╭─ Data to use
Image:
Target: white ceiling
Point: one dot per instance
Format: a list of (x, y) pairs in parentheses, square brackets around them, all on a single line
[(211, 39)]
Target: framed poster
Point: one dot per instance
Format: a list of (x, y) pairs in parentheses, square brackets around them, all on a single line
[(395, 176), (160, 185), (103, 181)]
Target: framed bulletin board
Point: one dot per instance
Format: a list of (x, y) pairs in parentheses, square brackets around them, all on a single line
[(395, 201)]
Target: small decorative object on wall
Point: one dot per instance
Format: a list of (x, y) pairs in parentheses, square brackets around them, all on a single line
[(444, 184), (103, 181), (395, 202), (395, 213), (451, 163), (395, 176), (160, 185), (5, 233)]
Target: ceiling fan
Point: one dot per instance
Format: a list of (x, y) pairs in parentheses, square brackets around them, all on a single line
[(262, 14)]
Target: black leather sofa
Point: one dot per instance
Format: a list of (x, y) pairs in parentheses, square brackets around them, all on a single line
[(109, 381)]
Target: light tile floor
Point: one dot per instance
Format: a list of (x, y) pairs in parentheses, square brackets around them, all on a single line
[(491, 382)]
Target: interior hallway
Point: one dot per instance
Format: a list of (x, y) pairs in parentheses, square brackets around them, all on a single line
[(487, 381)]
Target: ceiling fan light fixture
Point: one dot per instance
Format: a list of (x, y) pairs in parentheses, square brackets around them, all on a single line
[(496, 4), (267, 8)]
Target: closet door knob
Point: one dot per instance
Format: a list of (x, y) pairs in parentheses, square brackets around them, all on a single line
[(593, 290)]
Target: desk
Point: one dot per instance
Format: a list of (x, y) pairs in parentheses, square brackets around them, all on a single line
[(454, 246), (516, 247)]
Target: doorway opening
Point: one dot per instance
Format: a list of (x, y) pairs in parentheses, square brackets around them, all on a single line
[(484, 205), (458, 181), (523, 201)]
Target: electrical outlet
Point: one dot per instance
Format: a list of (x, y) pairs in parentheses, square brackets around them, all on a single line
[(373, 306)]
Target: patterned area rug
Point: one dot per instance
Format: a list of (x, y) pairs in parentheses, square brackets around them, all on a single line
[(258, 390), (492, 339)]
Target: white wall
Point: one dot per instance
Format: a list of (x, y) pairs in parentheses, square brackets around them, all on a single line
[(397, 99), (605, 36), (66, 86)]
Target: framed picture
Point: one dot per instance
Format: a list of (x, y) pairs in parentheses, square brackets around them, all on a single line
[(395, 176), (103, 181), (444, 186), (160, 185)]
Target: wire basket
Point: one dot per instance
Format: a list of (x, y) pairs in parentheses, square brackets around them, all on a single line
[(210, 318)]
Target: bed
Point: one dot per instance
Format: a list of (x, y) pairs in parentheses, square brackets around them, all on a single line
╰─
## Your goal
Copy every one of the lines above without changing anything.

## Task response
Image:
Target: white ceiling
Point: one dot per instance
Format: a list of (x, y) pairs in parentheses, square brackets around them, all on a single line
[(211, 39)]
Target: framed poster
Point: one dot per instance
Format: a list of (x, y) pairs in parentheses, square brackets around them, all on a single line
[(395, 176), (160, 185), (103, 181)]
Target: framed bulletin board
Point: one dot per instance
Format: a list of (x, y) pairs in parentheses, square brackets around them, all on a single line
[(395, 201)]
Target: small decorative object on wall
Point: one dot per instance
Format: a list of (x, y) pairs in parentheses, square brackets around them, all on a single line
[(444, 184), (103, 181), (395, 202), (395, 213), (451, 163), (395, 176), (160, 185), (5, 233)]
Target: ceiling fan
Point: one dot per instance
Format: a list of (x, y) pairs in parentheses, square brackets around them, all on a single line
[(262, 14)]
Target: black leather sofa
Point: one dot per instance
Format: a list of (x, y) pairs in parentheses, square brackets around them, all on a single line
[(109, 381)]
Target: light tile floor
Point: one dot per instance
Format: a list of (x, y) pairs in parentheses, square brackets around them, all on a single line
[(491, 382)]
Target: interior hallway
Point: one dot per instance
Format: a list of (x, y) pairs in parentheses, square brackets around them, all on a single line
[(487, 381)]
Target: ceiling fan light fixture
Point: one dot per instance
Format: a list of (x, y) pairs in parentheses, square brackets around them, all on a single line
[(496, 4), (267, 8)]
Target: closet door knob
Point: one dot per instance
Format: a list of (x, y) pairs in parentheses, square brackets around them, all on a single line
[(593, 290)]
Target: desk
Point: one dot per instance
Format: a list of (x, y) pairs in parentheses, square brackets around them, all on a single line
[(454, 246), (516, 247)]
Target: doorway opening
Point: one dot per instance
Format: a list of (x, y) pairs in parentheses, square brackets around them, all on a single line
[(484, 205), (458, 181), (523, 201)]
Target: electrical outlet
Point: one dot per instance
Format: a list of (x, y) pairs in parentheses, square brackets around them, all on a single line
[(373, 306)]
Target: patterned area rug
Point: one dot per instance
Format: a list of (x, y) pairs in parentheses, square brackets around them, all on a single line
[(258, 390), (492, 339)]
Target: white wall
Point: one dot per instance
Format: a list of (x, y) pairs in parentheses, square brackets around them, all on a single line
[(397, 99), (605, 36), (66, 86)]
Target: framed picture
Point: one dot per instance
Format: a list of (x, y) pairs in parentheses, square brackets around them, all on a single line
[(395, 176), (103, 181), (444, 186), (160, 185)]
Target: wire basket
Point: one dot per instance
Format: a list of (x, y) pairs in parentheses, square brackets around them, all on a single line
[(210, 318)]
Target: bed
Point: one dot per instance
Format: a list of (x, y) pairs in parentheses, square brackets around them, all on a single line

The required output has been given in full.